### Problem
For the listing below, show each line that includes the string "tattooed".

### Records provided
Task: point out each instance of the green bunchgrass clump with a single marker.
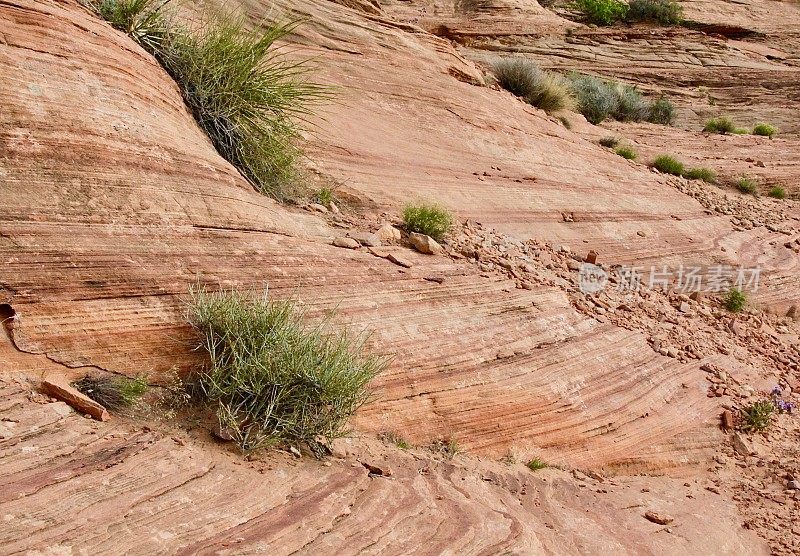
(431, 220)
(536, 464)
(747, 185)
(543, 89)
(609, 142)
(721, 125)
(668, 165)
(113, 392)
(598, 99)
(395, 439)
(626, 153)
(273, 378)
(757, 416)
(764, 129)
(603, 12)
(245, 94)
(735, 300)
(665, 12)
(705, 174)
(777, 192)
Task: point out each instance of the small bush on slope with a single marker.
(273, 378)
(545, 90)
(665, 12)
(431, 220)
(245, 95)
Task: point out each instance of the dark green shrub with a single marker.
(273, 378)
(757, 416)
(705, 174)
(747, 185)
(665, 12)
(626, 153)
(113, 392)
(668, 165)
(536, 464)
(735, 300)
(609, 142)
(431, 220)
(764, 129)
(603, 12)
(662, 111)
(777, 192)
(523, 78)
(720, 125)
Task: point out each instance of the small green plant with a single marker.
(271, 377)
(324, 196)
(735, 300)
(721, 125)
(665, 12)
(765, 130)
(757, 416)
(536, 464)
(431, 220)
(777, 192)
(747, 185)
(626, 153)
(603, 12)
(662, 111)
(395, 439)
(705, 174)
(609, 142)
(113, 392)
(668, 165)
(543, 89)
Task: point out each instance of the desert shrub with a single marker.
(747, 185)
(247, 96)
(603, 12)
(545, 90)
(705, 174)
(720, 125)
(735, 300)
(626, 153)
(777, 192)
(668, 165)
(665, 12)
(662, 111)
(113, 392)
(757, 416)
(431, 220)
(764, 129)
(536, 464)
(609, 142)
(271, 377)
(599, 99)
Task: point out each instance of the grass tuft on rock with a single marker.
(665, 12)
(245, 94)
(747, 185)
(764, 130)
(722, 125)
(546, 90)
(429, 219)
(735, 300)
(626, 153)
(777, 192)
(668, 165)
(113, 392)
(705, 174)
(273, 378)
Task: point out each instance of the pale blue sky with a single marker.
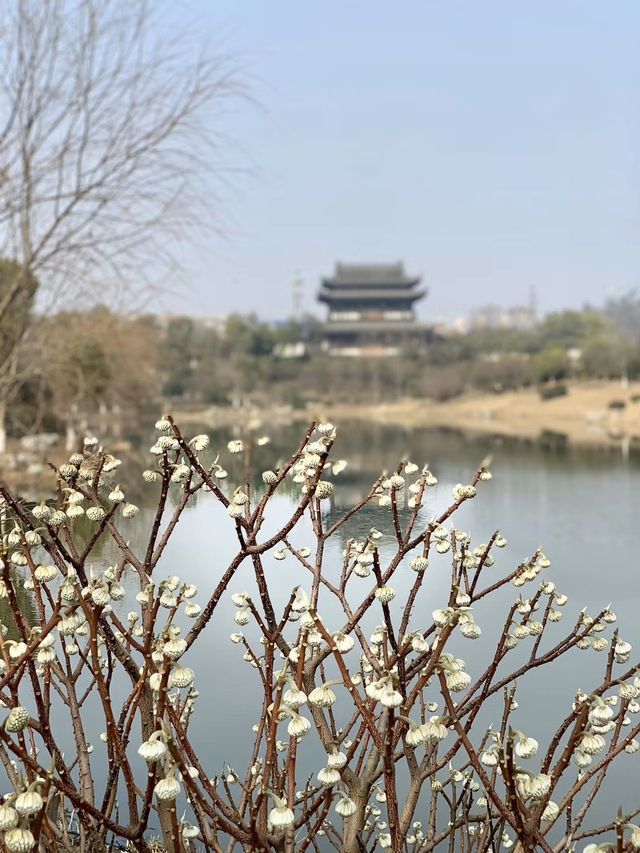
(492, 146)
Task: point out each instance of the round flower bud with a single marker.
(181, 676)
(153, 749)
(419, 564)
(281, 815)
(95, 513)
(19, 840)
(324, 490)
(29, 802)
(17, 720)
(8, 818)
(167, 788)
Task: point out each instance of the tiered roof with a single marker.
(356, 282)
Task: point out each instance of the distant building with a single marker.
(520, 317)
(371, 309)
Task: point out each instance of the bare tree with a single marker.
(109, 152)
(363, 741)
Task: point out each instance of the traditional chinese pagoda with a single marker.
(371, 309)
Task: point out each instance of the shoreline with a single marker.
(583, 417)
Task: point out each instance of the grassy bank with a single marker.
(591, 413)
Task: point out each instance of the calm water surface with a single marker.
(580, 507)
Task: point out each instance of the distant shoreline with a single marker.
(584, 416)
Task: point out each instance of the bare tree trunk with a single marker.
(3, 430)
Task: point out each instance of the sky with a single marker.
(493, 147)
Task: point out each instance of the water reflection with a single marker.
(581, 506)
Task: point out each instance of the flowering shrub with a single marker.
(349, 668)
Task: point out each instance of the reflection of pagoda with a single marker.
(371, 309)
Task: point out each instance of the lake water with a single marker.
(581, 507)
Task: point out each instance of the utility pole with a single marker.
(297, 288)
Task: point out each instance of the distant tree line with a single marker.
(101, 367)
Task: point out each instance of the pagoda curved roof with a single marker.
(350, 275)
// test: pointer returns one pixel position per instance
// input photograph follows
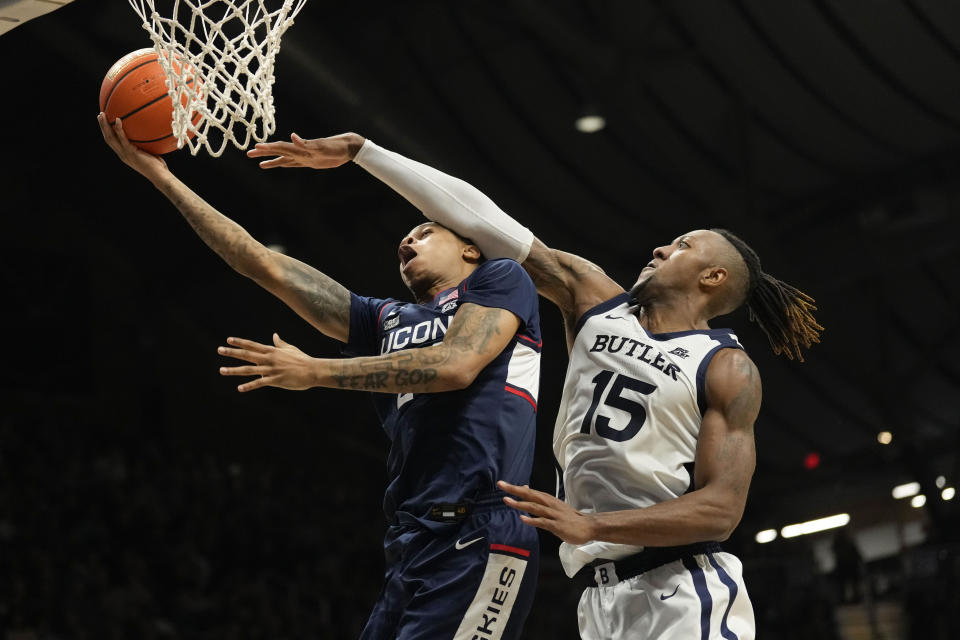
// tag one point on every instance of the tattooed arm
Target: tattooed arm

### Exercise output
// tag one point on every instance of the tattooed arm
Target: tattooed arm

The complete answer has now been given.